▶ Written exercise:
Copy out the part of the records that opens with the line containing "the woman's face" and closes with the line containing "x=149, y=68", both lines included, leaving every line unchanged except that each x and y coordinate in the answers is shifted up by 73.

▶ Material for the task:
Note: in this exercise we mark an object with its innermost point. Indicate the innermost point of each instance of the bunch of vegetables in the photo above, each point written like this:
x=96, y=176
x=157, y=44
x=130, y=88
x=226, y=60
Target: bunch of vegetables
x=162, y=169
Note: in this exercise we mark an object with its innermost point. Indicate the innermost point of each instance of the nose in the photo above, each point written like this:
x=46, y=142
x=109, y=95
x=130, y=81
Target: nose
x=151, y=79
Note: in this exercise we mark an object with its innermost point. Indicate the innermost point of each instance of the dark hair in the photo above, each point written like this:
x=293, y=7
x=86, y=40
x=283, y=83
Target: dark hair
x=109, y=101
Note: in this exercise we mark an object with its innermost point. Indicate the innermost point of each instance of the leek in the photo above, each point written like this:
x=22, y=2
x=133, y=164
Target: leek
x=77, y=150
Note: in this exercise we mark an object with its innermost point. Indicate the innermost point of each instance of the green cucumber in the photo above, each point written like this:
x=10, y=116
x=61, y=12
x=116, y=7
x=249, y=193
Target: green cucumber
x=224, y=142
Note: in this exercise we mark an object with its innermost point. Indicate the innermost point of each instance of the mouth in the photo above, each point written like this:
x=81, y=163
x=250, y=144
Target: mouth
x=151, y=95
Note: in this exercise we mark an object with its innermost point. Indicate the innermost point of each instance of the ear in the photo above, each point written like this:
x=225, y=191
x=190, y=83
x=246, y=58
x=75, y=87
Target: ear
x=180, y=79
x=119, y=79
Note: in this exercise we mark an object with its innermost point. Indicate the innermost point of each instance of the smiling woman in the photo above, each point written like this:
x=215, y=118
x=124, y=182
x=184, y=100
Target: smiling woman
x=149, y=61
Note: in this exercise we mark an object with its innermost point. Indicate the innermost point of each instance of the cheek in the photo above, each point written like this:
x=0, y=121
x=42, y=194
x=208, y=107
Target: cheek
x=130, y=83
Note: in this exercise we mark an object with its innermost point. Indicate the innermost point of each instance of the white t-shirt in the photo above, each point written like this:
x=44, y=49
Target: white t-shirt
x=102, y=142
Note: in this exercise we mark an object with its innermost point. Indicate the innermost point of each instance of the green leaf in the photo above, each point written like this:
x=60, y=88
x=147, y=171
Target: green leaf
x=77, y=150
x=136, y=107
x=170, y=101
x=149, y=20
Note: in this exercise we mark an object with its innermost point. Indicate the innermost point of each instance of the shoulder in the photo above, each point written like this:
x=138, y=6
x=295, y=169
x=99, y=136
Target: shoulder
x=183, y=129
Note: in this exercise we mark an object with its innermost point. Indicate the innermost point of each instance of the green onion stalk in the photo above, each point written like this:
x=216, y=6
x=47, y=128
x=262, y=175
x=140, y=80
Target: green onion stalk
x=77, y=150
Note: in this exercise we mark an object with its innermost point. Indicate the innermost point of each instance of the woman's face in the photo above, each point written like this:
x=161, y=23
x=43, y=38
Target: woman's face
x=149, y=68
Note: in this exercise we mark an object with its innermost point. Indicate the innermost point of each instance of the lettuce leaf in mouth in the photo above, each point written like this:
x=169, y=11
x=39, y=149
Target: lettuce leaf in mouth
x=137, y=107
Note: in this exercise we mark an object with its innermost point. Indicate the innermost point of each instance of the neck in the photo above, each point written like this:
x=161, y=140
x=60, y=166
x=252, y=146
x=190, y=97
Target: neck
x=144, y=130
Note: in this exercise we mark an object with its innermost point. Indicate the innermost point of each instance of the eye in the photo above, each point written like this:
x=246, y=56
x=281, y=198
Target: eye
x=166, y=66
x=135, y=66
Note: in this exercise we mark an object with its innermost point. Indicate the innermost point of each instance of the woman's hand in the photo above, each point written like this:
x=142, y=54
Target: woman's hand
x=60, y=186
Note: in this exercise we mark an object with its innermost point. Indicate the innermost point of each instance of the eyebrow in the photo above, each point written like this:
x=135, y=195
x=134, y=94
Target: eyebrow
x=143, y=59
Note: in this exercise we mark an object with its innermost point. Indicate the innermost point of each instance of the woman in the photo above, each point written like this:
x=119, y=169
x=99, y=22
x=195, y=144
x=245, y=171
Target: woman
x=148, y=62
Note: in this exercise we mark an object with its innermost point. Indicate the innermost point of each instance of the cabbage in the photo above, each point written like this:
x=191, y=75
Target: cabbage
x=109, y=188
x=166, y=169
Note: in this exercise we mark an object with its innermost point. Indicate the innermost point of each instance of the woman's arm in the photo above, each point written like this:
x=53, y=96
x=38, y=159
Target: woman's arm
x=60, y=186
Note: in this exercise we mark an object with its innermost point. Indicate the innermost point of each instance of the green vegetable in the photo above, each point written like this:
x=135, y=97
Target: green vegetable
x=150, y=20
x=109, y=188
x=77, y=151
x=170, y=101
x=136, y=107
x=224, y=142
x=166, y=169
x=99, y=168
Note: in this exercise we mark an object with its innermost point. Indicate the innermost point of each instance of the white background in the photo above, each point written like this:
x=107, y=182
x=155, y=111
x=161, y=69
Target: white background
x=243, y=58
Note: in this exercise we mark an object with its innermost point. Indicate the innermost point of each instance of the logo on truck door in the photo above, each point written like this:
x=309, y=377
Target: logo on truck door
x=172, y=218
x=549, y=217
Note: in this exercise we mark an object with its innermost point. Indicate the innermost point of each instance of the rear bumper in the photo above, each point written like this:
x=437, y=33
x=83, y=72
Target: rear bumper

▶ In response:
Note: in this exercise we mark an object with its innermost point. Indicate the innermost point of each instance of the woman's face in the photo above, each point written like this:
x=161, y=23
x=43, y=38
Target: woman's face
x=222, y=141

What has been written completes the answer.